▶ **Short exercise**
Extend the Wurzel Docling documentation below, picking up right after its final sentence.

▶ **Quoted passage**
··········
Docling - Wurzel

Note: Known Limitations with EasyOCR (EasyOcrOptions).

Table structure is often lost or misaligned in the OCR output.
Spelling inaccuracies are occasionally observed (e.g., "Verlängern" → "Verlängenng").
URLs are not parsed correctly (e.g., "www.telekom.de/agb" → "www telekom delagb").

While investigating EasyOCR issues and testing alternative OCR engines, we observed that some documents produced distorted text with irregular whitespace. This disrupts the natural sentence flow and significantly reduces readability.

Example: "pra kti sche i nform ati o nen zu i h rer fam i l y card basi c Li eber Tel ekom Kunde, schön, dass Si e si ch f ür..."

Despite these limitations, we have decided to proceed with EasyOCR.

`CleanMarkdownRenderer`

Bases: HTMLRenderer

Custom Markdown renderer extending mistletoe's HTMLRenderer to clean up unwanted elements from Markdown input.

Source code in wurzel/steps/docling/docling_step.py

class CleanMarkdownRenderer(HTMLRenderer):
    """Custom Markdown renderer extending mistletoe's HTMLRenderer to clean up
    unwanted elements from Markdown input.
    """

    @staticmethod
    def render_html_block(token):
        """Render HTML block tokens and clean up unwanted elements.

        This method removes HTML comments and returns the cleaned HTML content.
        Remove comments like <!-- image -->
        """
        soup = BeautifulSoup(token.content, "html.parser")

        for comment in soup.find_all(string=lambda text: isinstance(text, Comment)):
            comment.extract()
        return soup.decode_contents().strip()

`render_html_block(token)` `staticmethod`

Render HTML block tokens and clean up unwanted elements.

This method removes HTML comments and returns the cleaned HTML content. Remove comments like

Source code in wurzel/steps/docling/docling_step.py

@staticmethod
def render_html_block(token):
    """Render HTML block tokens and clean up unwanted elements.

    This method removes HTML comments and returns the cleaned HTML content.
    Remove comments like <!-- image -->
    """
    soup = BeautifulSoup(token.content, "html.parser")

    for comment in soup.find_all(string=lambda text: isinstance(text, Comment)):
        comment.extract()
    return soup.decode_contents().strip()

`DoclingStep`

Bases: TypedStep[DoclingSettings, None, list[MarkdownDataContract]]

Step to return local Markdown files with enhanced PDF extraction for German.
··········
▶ **Source data**

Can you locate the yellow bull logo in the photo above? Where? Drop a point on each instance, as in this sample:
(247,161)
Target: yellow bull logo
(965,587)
··········
▶ **Response**
Source code in wurzel/steps/docling/docling_step.py

class DoclingStep(TypedStep[DoclingSettings, None, list[MarkdownDataContract]]):
    """Step to return local Markdown files with enhanced PDF extraction for German."""

    def __init__(self):
        super().__init__()
        self.converter = self.create_converter()

    def create_converter(self) -> DocumentConverter:
        """Create and configure the document converter for PDF and DOCX.

        Returns:
            DocumentConverter: Configured document converter.

        """
        pipeline_options = PdfPipelineOptions()
        ocr_options = EasyOcrOptions()
        pipeline_options.ocr_options = ocr_options

        return DocumentConverter(
            allowed_formats=self.settings.FORMATS,
            format_options={
                InputFormat.PDF: PdfFormatOption(
                    pipeline_options=pipeline_options,
                )
            },
        )

    @staticmethod
    def extract_keywords(md_text: str) -> str:
        """Cleans a Markdown string using mistletoe and extracts useful content.

        - Parses and renders the Markdown content into HTML using a custom HTML renderer
        - Removes unwanted HTML comments and escaped underscores
        - Extracts the first heading from the content (e.g., `<h1>` to `<h6>`)
        - Converts the cleaned HTML into plain text

        Args:
            md_text (str): The raw Markdown input string.

        """
        with MD_RENDER_LOCK, CleanMarkdownRenderer() as renderer:
            ast = MTDocument(md_text)
            cleaned = renderer.render(ast).replace("\n", "")
            soup = BeautifulSoup(cleaned, "html.parser")
            first_heading_tag = soup.find(["h1", "h2", "h3", "h4", "h5", "h6"])
            heading = first_heading_tag.get_text(strip=True) if first_heading_tag else ""

        return heading

    def run(self, inpt: None) -> list[MarkdownDataContract]:
        """Run the document extraction and conversion process for German PDFs.

        Args:
            inpt (None): Input parameter (not used).

        Returns:
            List[MarkdownDataContract]: List of converted Markdown contracts.

        """
        urls = self.settings.URLS
        contracts = []

        for url in urls:
            try:
                converted_contract = self.converter.convert(url)
                md = converted_contract.document.export_to_markdown(image_placeholder="")
                keyword = self.extract_keywords(md)
                contract_instance = {"md": md, "keywords": " ".join([self.settings.DEFAULT_KEYWORD, keyword]), "url": url}
                contracts.append(contract_instance)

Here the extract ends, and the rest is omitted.